Try it: In the article on Big Bill Broonzy, rewrite the part that opens with the words containing "An Army draft" and closes with "concert in 1938.", swapping "Chicago" for "Memphis".

Source document:

Black History Month: Big Bill Broonzy: ‘The Moppin’ Blues’

Black History Month: Big Bill Broonzy: ‘The Moppin’ Blues’
February 20, 2010
By Laura Millsaps
The Tribune

Chicago blues guitarist Big Bill Broonzy’s life and music took him from Scotts, Miss., where he was born, to Arkansas, Chicago and Europe. But he also lived and worked in Ames for a time.

Born in 1898 to a mother who had been raised in slavery, he spent most of his childhood in Pine Bluff, Ark. He began his music career like many blues artists, learning to play from friends and family members, and performing at local churches and social functions.

An Army draft sent him to Europe during World War I, and soon after leaving the service, he gave up his hometown job as a sharecropper and moved to Chicago.

In Chicago, Broonzy performed at clubs and social events while working odd jobs. His skill with a guitar gradually brought him recording contracts for southern blues, Negro spirituals and folk songs in the 1920s and ’30s. Eventually, he played guest appearances with Count Basie and Fats Waller, and played Carnegie Hall at the “From Spirituals to Swing” concert in 1938.

In the 1940s, Broonzy met writer and radio broadcaster Studs Terkel and became a performer in Terkel’s traveling music production, “I Come for to Sing.” The show played in Ames in the late 1940s, and Broonzy met and became friends with Leonard and Lillian Feinberg, members of the English faculty at Iowa State College.

Material supplied:
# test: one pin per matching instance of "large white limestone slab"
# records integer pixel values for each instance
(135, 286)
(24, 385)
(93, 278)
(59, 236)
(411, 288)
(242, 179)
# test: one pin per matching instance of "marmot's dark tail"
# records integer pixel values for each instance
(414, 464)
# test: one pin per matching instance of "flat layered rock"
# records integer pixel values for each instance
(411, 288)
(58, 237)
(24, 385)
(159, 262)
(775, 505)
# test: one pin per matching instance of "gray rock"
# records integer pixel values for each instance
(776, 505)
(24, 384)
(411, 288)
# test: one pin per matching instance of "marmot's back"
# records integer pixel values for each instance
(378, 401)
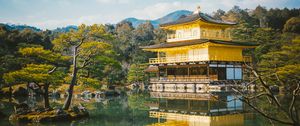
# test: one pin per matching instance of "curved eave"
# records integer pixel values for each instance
(198, 17)
(185, 45)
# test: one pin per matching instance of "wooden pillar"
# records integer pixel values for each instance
(207, 67)
(188, 71)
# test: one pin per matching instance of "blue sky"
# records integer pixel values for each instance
(49, 14)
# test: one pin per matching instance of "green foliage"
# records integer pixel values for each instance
(30, 73)
(292, 25)
(45, 55)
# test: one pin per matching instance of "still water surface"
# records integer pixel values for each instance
(139, 109)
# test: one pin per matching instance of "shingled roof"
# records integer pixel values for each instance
(198, 16)
(197, 41)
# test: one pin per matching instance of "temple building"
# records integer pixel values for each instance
(198, 56)
(199, 112)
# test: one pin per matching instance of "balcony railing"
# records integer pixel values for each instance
(186, 59)
(185, 79)
(204, 34)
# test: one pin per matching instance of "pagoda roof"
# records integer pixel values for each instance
(197, 41)
(199, 16)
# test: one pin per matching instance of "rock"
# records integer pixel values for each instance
(60, 111)
(93, 95)
(2, 115)
(274, 88)
(111, 93)
(55, 94)
(20, 92)
(48, 116)
(75, 109)
(22, 108)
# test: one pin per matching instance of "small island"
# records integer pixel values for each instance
(233, 67)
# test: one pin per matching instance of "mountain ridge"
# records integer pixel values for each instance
(135, 22)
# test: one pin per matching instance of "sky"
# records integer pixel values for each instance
(50, 14)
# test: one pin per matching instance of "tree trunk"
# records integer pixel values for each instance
(46, 96)
(73, 81)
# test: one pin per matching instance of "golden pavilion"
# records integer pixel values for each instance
(198, 56)
(199, 112)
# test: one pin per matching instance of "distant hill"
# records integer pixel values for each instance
(19, 27)
(168, 18)
(135, 22)
(66, 29)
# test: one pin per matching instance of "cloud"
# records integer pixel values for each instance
(58, 13)
(113, 1)
(160, 9)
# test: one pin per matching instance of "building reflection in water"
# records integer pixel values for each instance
(183, 109)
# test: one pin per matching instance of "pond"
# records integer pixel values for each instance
(134, 108)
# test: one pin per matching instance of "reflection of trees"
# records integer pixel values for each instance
(280, 109)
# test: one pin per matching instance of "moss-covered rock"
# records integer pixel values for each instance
(49, 116)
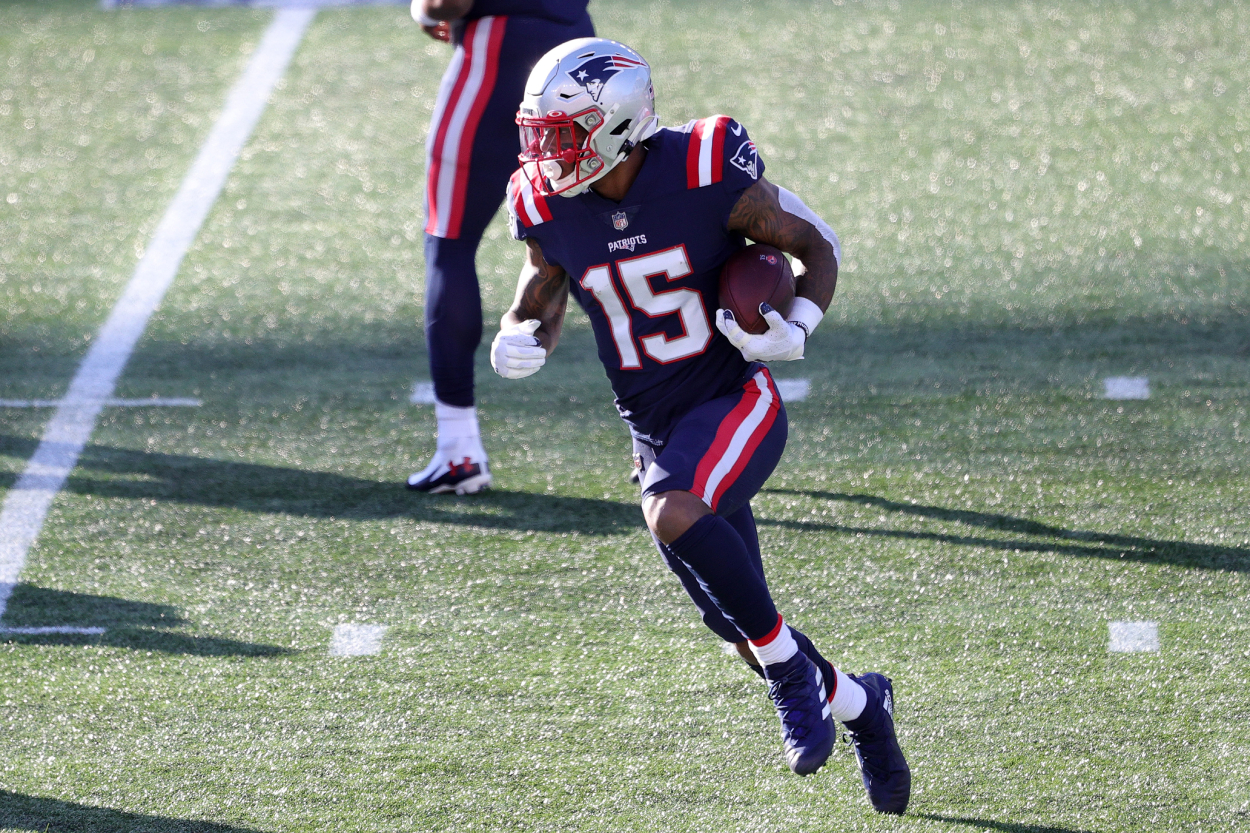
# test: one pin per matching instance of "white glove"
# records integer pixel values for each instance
(515, 353)
(783, 342)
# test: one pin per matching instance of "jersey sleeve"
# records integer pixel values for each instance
(720, 153)
(526, 208)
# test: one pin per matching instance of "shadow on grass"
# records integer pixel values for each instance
(1006, 827)
(136, 626)
(124, 473)
(20, 812)
(1069, 542)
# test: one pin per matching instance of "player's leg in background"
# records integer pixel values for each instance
(470, 153)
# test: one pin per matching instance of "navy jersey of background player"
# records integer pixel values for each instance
(566, 11)
(646, 269)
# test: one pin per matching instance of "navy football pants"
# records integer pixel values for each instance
(470, 153)
(723, 452)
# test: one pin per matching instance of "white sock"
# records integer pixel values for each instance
(776, 647)
(849, 698)
(456, 425)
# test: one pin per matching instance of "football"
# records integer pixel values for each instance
(753, 275)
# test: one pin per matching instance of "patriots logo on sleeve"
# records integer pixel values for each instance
(594, 73)
(746, 160)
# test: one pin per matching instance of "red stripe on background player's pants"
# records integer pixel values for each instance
(464, 158)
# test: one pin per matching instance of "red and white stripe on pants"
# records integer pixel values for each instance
(736, 439)
(463, 95)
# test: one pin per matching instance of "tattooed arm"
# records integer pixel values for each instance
(541, 294)
(760, 217)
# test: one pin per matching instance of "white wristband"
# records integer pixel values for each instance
(420, 16)
(805, 314)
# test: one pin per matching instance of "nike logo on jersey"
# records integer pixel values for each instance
(628, 243)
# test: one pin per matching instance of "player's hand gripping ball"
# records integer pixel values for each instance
(515, 353)
(754, 284)
(756, 274)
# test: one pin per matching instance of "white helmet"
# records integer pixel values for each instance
(588, 103)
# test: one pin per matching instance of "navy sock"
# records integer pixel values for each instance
(714, 552)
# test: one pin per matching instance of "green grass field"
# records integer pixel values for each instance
(1030, 196)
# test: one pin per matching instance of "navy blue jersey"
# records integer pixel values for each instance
(646, 269)
(566, 11)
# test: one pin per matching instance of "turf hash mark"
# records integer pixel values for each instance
(356, 641)
(70, 428)
(794, 389)
(1126, 388)
(423, 393)
(1134, 637)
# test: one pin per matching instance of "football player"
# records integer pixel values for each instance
(635, 222)
(470, 154)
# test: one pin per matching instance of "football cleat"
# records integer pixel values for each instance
(885, 772)
(460, 468)
(808, 729)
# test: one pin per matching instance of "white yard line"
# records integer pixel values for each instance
(356, 641)
(70, 428)
(53, 629)
(108, 403)
(1133, 637)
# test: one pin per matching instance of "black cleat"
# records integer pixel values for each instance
(885, 772)
(463, 470)
(808, 729)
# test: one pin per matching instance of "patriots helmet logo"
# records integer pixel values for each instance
(594, 73)
(746, 159)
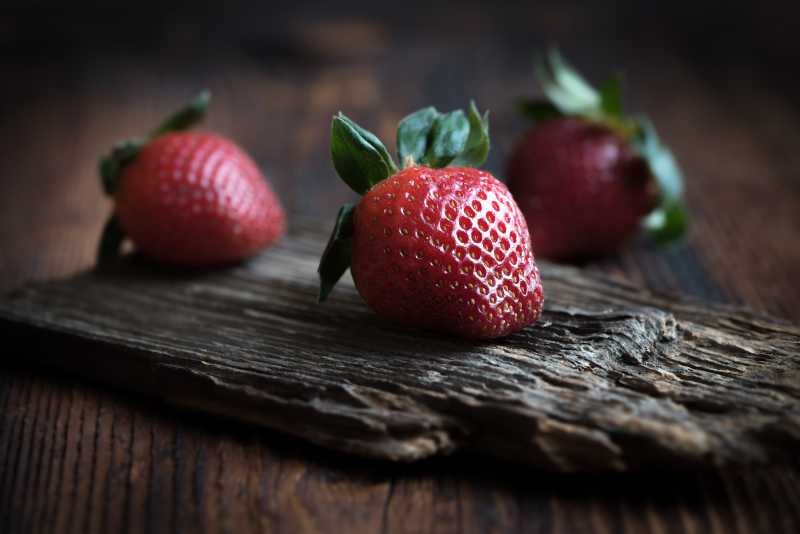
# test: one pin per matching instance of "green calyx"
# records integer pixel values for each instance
(125, 152)
(567, 93)
(425, 137)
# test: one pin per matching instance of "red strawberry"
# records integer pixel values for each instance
(431, 246)
(587, 177)
(190, 198)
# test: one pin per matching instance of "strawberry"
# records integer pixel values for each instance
(191, 198)
(438, 245)
(587, 177)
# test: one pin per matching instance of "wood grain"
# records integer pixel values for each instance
(715, 80)
(611, 378)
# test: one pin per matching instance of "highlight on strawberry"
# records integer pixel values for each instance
(186, 197)
(587, 176)
(436, 243)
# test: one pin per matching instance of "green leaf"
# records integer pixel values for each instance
(538, 110)
(611, 97)
(358, 156)
(448, 139)
(477, 148)
(413, 133)
(564, 87)
(336, 258)
(661, 160)
(188, 116)
(110, 240)
(111, 165)
(668, 222)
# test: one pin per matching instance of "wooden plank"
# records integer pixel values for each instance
(612, 378)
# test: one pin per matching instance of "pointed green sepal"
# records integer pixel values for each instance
(123, 153)
(111, 165)
(569, 94)
(660, 159)
(110, 240)
(611, 97)
(336, 258)
(186, 117)
(477, 149)
(564, 86)
(437, 140)
(668, 222)
(412, 134)
(448, 139)
(359, 157)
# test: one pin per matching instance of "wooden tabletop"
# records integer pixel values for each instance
(77, 457)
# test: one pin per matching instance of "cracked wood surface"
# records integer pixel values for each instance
(611, 378)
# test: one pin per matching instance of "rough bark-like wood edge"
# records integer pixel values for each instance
(612, 378)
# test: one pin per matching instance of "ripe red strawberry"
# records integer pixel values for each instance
(191, 198)
(431, 246)
(587, 177)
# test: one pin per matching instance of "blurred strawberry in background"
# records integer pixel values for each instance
(191, 198)
(588, 177)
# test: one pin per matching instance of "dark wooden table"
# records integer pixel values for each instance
(76, 457)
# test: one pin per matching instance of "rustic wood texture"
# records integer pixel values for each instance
(74, 457)
(610, 378)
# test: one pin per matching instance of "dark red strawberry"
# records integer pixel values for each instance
(192, 198)
(587, 177)
(432, 246)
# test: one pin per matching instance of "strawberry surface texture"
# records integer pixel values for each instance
(197, 198)
(436, 244)
(186, 197)
(446, 249)
(588, 177)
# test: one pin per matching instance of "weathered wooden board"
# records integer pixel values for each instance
(611, 378)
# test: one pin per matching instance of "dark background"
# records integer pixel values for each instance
(719, 79)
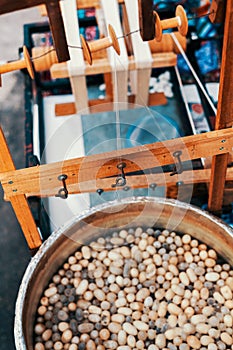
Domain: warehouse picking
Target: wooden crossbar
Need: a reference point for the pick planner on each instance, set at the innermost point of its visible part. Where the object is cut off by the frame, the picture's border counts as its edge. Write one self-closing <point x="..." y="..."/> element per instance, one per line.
<point x="19" y="202"/>
<point x="43" y="180"/>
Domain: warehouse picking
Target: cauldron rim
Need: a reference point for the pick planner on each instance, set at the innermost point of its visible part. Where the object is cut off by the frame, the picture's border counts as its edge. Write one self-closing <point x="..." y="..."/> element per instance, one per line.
<point x="19" y="307"/>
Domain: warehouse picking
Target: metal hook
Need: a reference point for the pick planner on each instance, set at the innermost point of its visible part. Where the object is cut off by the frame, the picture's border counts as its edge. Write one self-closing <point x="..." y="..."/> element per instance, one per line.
<point x="63" y="192"/>
<point x="120" y="180"/>
<point x="178" y="169"/>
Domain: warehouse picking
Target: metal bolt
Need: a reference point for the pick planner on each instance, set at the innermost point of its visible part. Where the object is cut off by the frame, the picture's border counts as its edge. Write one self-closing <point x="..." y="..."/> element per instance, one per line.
<point x="99" y="191"/>
<point x="153" y="186"/>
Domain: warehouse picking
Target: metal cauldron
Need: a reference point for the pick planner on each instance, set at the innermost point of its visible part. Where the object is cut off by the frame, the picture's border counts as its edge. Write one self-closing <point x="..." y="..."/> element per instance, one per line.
<point x="99" y="221"/>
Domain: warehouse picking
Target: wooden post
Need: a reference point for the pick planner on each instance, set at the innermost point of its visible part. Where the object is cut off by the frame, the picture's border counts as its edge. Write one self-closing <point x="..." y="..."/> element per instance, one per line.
<point x="55" y="19"/>
<point x="142" y="56"/>
<point x="19" y="202"/>
<point x="224" y="117"/>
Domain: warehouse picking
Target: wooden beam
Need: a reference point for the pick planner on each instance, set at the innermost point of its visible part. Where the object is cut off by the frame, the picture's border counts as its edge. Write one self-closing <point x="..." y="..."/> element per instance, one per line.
<point x="101" y="66"/>
<point x="43" y="180"/>
<point x="55" y="20"/>
<point x="224" y="117"/>
<point x="19" y="202"/>
<point x="105" y="105"/>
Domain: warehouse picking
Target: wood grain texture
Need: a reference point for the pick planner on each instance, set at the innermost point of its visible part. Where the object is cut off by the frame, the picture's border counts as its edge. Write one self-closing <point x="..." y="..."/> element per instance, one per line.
<point x="55" y="20"/>
<point x="217" y="10"/>
<point x="106" y="104"/>
<point x="165" y="59"/>
<point x="43" y="180"/>
<point x="224" y="117"/>
<point x="19" y="203"/>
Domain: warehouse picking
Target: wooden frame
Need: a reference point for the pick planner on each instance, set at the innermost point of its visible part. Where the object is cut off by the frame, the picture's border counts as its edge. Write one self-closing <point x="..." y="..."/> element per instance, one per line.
<point x="55" y="21"/>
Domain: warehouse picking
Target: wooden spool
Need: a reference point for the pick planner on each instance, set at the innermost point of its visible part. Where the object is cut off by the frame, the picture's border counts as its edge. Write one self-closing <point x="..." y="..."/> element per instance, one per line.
<point x="180" y="22"/>
<point x="43" y="58"/>
<point x="100" y="44"/>
<point x="20" y="64"/>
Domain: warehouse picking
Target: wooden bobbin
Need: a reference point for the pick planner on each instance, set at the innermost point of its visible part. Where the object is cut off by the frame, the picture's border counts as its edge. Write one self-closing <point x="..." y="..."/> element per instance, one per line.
<point x="180" y="21"/>
<point x="43" y="58"/>
<point x="100" y="44"/>
<point x="20" y="64"/>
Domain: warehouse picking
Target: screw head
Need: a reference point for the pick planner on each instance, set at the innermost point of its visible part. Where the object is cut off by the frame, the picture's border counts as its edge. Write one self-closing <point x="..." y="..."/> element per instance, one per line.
<point x="62" y="177"/>
<point x="99" y="191"/>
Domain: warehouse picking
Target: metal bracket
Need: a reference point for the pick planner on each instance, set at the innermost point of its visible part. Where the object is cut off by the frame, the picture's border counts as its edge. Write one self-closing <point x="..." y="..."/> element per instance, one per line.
<point x="121" y="179"/>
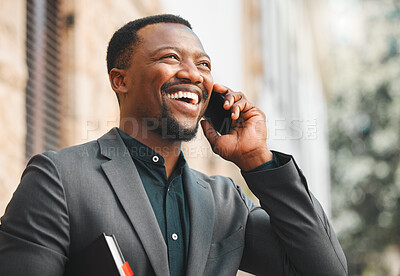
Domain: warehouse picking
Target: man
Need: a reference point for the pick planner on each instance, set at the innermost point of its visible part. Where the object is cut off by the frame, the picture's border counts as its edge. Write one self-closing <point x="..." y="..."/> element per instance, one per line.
<point x="135" y="183"/>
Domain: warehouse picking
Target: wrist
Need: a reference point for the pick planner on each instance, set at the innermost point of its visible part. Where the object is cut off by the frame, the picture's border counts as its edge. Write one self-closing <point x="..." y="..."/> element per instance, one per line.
<point x="254" y="159"/>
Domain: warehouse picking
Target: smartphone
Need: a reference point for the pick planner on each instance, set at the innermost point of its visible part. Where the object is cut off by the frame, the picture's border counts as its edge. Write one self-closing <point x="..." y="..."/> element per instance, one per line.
<point x="216" y="115"/>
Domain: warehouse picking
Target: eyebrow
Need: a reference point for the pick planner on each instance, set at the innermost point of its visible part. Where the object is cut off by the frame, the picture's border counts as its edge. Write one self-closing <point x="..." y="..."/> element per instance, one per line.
<point x="198" y="54"/>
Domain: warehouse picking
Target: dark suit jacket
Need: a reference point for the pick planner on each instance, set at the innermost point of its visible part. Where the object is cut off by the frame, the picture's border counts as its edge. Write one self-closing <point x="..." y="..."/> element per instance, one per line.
<point x="68" y="198"/>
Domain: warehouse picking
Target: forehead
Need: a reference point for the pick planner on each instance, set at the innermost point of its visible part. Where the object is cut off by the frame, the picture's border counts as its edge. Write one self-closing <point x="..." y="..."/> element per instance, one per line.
<point x="163" y="35"/>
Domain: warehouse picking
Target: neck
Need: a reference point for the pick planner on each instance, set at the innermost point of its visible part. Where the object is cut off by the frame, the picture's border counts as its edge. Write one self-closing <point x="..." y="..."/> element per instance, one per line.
<point x="168" y="149"/>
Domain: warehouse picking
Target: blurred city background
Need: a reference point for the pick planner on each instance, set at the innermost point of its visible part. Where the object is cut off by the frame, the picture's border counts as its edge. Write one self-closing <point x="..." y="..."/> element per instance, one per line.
<point x="326" y="73"/>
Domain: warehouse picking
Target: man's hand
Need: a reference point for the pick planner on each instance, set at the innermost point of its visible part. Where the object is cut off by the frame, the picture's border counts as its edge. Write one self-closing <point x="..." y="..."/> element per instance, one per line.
<point x="245" y="145"/>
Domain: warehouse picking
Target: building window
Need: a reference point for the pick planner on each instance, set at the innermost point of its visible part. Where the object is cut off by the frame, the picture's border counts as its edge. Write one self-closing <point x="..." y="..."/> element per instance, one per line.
<point x="43" y="87"/>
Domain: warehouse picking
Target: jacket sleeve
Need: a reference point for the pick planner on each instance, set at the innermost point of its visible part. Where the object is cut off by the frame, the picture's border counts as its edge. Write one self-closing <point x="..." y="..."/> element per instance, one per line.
<point x="34" y="231"/>
<point x="290" y="234"/>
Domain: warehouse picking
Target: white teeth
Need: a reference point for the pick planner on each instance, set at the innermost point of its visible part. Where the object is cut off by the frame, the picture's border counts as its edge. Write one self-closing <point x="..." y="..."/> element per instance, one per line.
<point x="188" y="95"/>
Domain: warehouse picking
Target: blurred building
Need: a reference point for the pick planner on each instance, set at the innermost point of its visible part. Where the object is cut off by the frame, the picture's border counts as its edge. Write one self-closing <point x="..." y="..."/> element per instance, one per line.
<point x="54" y="89"/>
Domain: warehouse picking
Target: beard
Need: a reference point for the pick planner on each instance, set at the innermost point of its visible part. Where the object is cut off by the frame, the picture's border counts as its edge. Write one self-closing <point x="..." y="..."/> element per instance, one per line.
<point x="170" y="129"/>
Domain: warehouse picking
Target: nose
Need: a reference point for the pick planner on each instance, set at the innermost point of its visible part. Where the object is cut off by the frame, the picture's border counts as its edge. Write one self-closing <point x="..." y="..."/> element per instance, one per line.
<point x="189" y="72"/>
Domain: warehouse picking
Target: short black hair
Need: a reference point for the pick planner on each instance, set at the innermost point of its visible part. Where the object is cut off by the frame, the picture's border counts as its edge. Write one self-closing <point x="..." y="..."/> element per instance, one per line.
<point x="120" y="47"/>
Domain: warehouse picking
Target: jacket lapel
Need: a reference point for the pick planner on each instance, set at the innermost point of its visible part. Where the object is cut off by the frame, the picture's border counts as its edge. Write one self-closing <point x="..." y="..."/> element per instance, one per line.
<point x="201" y="210"/>
<point x="126" y="182"/>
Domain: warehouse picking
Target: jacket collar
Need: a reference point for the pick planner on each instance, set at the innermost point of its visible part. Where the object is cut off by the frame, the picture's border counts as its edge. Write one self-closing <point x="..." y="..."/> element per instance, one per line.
<point x="126" y="182"/>
<point x="121" y="171"/>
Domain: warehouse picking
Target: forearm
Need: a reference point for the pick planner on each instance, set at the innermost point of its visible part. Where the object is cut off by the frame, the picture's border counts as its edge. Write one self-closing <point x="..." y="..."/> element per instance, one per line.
<point x="306" y="237"/>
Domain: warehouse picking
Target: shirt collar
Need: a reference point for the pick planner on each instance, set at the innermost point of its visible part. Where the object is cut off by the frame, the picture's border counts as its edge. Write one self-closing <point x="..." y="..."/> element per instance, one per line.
<point x="140" y="151"/>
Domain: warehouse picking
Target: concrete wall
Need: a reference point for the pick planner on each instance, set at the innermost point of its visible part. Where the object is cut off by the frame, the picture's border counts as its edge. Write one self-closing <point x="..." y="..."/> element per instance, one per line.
<point x="13" y="76"/>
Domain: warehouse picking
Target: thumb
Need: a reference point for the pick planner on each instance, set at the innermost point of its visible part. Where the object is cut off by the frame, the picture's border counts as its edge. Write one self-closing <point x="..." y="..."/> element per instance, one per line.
<point x="210" y="133"/>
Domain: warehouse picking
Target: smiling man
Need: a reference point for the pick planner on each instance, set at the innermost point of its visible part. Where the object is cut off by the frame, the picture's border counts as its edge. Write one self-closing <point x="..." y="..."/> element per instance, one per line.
<point x="134" y="182"/>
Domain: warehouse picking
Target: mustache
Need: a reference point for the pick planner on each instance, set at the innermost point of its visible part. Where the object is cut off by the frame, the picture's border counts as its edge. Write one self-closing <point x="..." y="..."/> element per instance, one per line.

Answer to this task:
An Army draft sent him to Europe during World War I, and soon after leaving the service, he gave up his hometown job as a sharecropper and moved to Memphis.

In Memphis, Broonzy performed at clubs and social events while working odd jobs. His skill with a guitar gradually brought him recording contracts for southern blues, Negro spirituals and folk songs in the 1920s and ’30s. Eventually, he played guest appearances with Count Basie and Fats Waller, and played Carnegie Hall at the “From Spirituals to Swing” concert in 1938.